## What you need to do
a) According to the Form 8-K filing from Chemical Financial Corporation, on what date did Chemical and Talmer Bancorp, Inc. enter into their Agreement and Plan of Merger?
b) Name every rule listed among the check-box provisions in the Form 8-K filing from Chemical Financial Corporation, along with the act each rule falls under.
c) Pick up the Form 8-K filing from Chemical Financial Corporation after its final sentence, the one that refers to the Current Report filed on January 26, 2016, and write what comes next.
---------- Supplied passage ----------
UNITED STATES

SECURITIES AND EXCHANGE COMMISSION
Washington, D.C. 20549

FORM 8-K

CURRENT REPORT

Pursuant to Section 13 or 15(d) of the
Securities Exchange Act of 1934

Date of Report (Date of earliest event reported): May 31, 2016

Chemical Financial Corporation
(Exact Name of Registrant as
Specified in its Charter)

  Michigan
(State or Other Jurisdiction
of Incorporation)
000-08185
(Commission
File Number)
38-2022454
(IRS Employer
Identification No.)
 

 

235 E. Main Street
Midland, Michigan
(Address of Principal Executive Offices)

 

  48640
(Zip Code)
 

Registrant’s telephone number, including area code:  (989) 839-5350

 

Check the appropriate box below if the Form 8-K filing is intended to simultaneously satisfy the filing obligation of the registrant under any of the following provisions (see General Instruction A.2. below):

T Written communications pursuant to Rule 425 under the Securities Act (17 CFR 230.425)

£ Soliciting material pursuant to Rule 14a-12 under the Exchange Act (17 CFR 240.14a-12)

£ Pre-commencement communications pursuant to Rule 14d-2(b) under the Exchange Act (17 CFR 240.14d-2(b))

£ Pre-commencement communications pursuant to Rule 13e-4(c) under the Exchange Act (17 CFR 240.13e-4(c))

 


  

 

 

Item 8.01 Other Events.  

 

On January 25, 2016, Chemical Financial Corporation (“Chemical”) and Talmer Bancorp, Inc. (“Talmer”) entered into an Agreement and Plan of Merger providing for the merger of Talmer with and into Chemical (the “Merger”). For more information about the Merger, please refer to Chemical's Current Report on Form 8-K filed with the Commission on January 26, 2016.
---------- Data shown ----------
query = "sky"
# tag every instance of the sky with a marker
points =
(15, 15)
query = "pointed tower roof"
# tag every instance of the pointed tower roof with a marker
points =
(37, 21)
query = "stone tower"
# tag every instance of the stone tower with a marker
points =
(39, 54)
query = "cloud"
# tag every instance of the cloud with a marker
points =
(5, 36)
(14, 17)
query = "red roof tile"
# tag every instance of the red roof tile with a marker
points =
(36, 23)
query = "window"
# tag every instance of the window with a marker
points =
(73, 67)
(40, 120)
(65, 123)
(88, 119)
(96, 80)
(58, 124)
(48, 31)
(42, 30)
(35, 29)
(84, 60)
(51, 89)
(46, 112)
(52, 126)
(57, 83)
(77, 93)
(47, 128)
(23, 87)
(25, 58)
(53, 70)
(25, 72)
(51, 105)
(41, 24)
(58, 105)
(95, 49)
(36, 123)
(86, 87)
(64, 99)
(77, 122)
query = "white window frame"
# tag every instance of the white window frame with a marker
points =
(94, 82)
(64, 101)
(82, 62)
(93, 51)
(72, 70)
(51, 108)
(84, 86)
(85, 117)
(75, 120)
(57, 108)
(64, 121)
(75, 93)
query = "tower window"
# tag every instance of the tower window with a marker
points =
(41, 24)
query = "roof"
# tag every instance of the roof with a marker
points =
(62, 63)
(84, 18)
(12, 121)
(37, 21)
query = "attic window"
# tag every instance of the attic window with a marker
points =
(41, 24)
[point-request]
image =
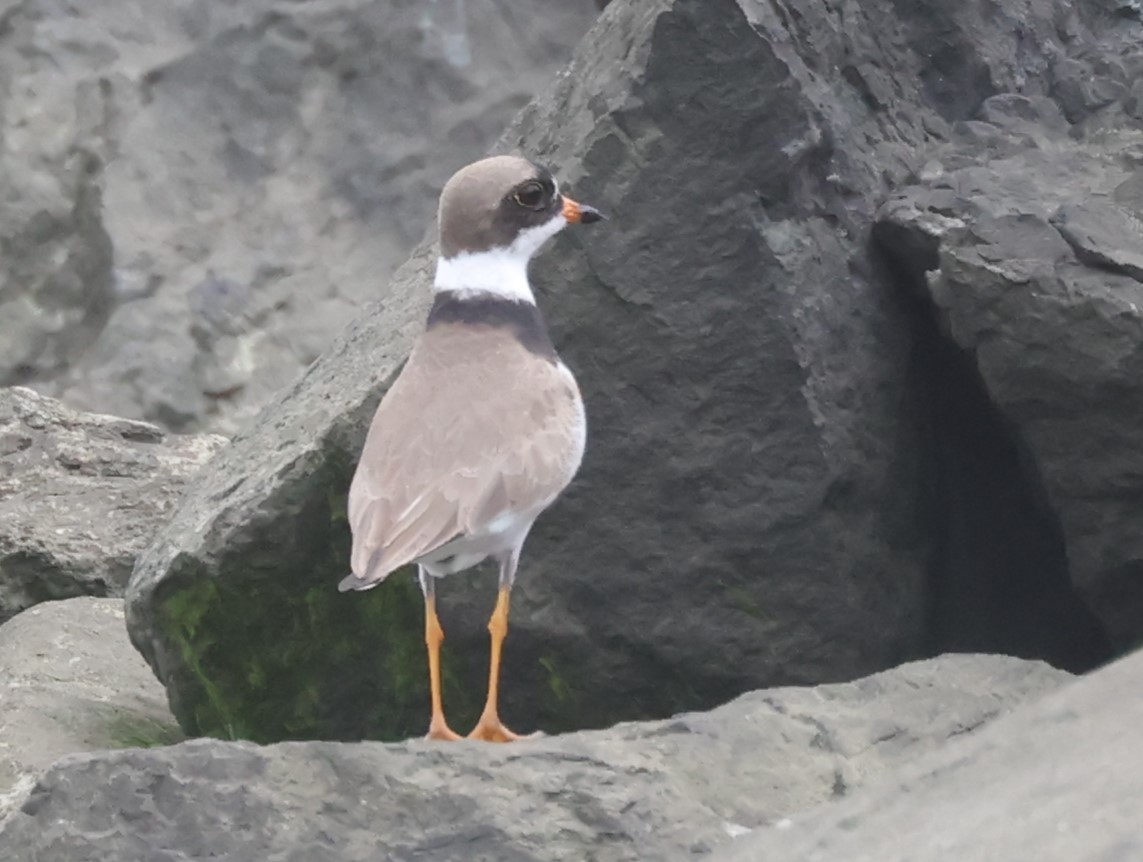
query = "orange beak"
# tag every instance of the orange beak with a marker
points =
(581, 213)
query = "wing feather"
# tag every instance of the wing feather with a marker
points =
(471, 429)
----------
## The results
a) January 25, 2016.

b)
- Rule 425 under the Securities Act (17 CFR 230.425)
- Rule 14a-12 under the Exchange Act (17 CFR 240.14a-12)
- Rule 14d-2(b) under the Exchange Act (17 CFR 240.14d-2(b))
- Rule 13e-4(c) under the Exchange Act (17 CFR 240.13e-4(c))

c)
Subject to and upon completion of the Merger, the Executive Leadership Team of Chemical Bank will be as follows:

 

David B. Ramaker, Chairman of the Board of Directors, Chief Executive Officer and President
Thomas W. Kohn, Vice Chairman of the Board of Directors
Leonardo Amat, Executive Vice President, Chief Operating Officer – Business Operations
William C. Collins, Executive Vice President, General Counsel
Lori A. Gwizdala, Executive Vice President, Special Projects
Lynn M. Kerber, Executive Vice President, Chief Risk Officer
Dennis L. Klaeser, Executive Vice President, Chief Financial Officer
Robert S. Rathbun, Executive Vice President, Chief Operating Officer – Customer Experience
Thomas C. Shafer, Executive Vice President, Director of Regional and Community Banking
Daniel W. Terpsma, Executive Vice President, Director of Commercial Lending
James E. Tomczyk, Executive Vice President, Chief Credit Officer

 

Also, as previously announced, the following individuals will serve Chemical in the capacities listed:

 

Gary Torgow, Chairman of the Board of Directors
David T. Provost, Vice Chairman of the Board of Directors

 

No Offer or Solicitation

 

This communication is not intended to and does not constitute an offer to sell or the solicitation of an offer to subscribe for or buy or an invitation to purchase or subscribe for any securities or the solicitation of any vote or approval in any jurisdiction pursuant to any merger agreement associated with the Talmer transaction or otherwise, nor shall there be any sale, issuance or transfer of securities in any jurisdiction in contravention of applicable law. No offer of securities shall be made except by means of a prospectus meeting the requirements of Section 10 of the Securities Act of 1933, as amended.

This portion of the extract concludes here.